What you need to do: Please report, as a single number, how many lines in the entries include the string "coordinates".

Segment Start: Data shown

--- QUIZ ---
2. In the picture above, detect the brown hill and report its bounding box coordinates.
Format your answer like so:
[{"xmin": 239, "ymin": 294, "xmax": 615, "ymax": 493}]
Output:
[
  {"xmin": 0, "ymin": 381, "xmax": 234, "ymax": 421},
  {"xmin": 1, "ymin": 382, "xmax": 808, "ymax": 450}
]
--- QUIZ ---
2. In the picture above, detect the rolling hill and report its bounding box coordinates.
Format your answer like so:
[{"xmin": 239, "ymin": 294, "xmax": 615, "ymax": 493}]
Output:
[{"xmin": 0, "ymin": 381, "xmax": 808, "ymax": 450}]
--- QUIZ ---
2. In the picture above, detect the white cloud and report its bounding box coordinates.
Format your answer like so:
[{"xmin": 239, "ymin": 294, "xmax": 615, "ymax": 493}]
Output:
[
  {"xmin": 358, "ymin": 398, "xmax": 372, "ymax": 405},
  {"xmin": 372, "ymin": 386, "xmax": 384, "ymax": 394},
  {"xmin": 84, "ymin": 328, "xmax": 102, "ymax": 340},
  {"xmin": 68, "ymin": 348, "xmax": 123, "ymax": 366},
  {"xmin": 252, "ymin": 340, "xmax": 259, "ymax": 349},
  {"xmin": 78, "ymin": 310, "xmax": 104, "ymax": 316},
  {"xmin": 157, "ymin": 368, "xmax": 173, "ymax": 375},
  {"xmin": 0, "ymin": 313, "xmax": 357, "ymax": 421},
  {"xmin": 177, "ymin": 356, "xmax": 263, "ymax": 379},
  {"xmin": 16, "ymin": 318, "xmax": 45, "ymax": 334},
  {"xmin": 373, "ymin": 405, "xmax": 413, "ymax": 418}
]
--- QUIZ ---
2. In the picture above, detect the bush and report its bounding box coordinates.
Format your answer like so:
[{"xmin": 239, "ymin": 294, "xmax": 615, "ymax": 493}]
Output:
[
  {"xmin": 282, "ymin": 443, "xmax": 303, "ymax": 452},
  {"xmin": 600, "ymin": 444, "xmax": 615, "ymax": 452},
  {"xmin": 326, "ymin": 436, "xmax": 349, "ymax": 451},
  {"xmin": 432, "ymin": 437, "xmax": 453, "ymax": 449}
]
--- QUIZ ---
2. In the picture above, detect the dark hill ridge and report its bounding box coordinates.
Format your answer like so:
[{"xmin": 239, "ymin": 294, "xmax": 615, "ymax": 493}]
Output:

Segment End: Data shown

Exercise result: 5